> [Tujuan yang Dinyatakan A]: Tuliskan tanpa perubahan bagian kisah Mugiyanto mulai dari "Delapan belas tahun" hingga dan termasuk "bidang hubungan internasional.".
> [Tujuan yang Dinyatakan B]: Sebutkan semua bangunan, jalan, dan kawasan di Jakarta yang disebut dalam kisah Mugiyanto.

> [Teks Terpilih]:
▶

Tak pernah terbayangkan oleh Mugiyanto. Pilihan menghuni Rumah Susun Klender, Jakarta Timur, ternyata mengantarkannya pada pengalaman paling menakutkan dalam hidupnya. Sebuah kehidupan mendekati kematian.
Delapan belas tahun silam, 13 Maret 1998, sebelum pulang ke Rusun Klender, Mugiyanto menghubungi kawan satu kontrakannya melalui telepon umum di Jalan Diponegoro, Jakarta Pusat.
Nezar Patria menerima telepon itu. Mugi, sapaan Mugiyanto, lantas menitip pesan. “Nez, enggak usah beli makan, aku bawa HokBen dari teman Australia.”
Malam itu Mugi baru selesai mengikuti pertemuan dengan organisasi solidaritas untuk Timor Leste dari Australia di kawasan Menteng, Jakarta Pusat. Mugi saat itu diberi tanggung jawab oleh organisasinya, Solidaritas Mahasiswa Indonesia untuk Demokrasi (SMID), untuk mengurus bidang hubungan internasional.

◀

Catatan pelabelan wilayah
▶

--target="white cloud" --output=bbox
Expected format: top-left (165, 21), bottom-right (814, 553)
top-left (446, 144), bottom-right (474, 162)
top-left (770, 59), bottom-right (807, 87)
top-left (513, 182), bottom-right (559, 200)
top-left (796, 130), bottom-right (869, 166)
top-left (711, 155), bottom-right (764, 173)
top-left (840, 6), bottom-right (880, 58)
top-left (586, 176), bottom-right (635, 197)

◀

> [Hasil Akhir A]:
Delapan belas tahun silam, 13 Maret 1998, sebelum pulang ke Rusun Klender, Mugiyanto menghubungi kawan satu kontrakannya melalui telepon umum di Jalan Diponegoro, Jakarta Pusat.
Nezar Patria menerima telepon itu. Mugi, sapaan Mugiyanto, lantas menitip pesan. “Nez, enggak usah beli makan, aku bawa HokBen dari teman Australia.”
Malam itu Mugi baru selesai mengikuti pertemuan dengan organisasi solidaritas untuk Timor Leste dari Australia di kawasan Menteng, Jakarta Pusat. Mugi saat itu diberi tanggung jawab oleh organisasinya, Solidaritas Mahasiswa Indonesia untuk Demokrasi (SMID), untuk mengurus bidang hubungan internasional.

> [Hasil Akhir B]:
Rumah Susun Klender (Rusun Klender)
Jalan Diponegoro
Kawasan Menteng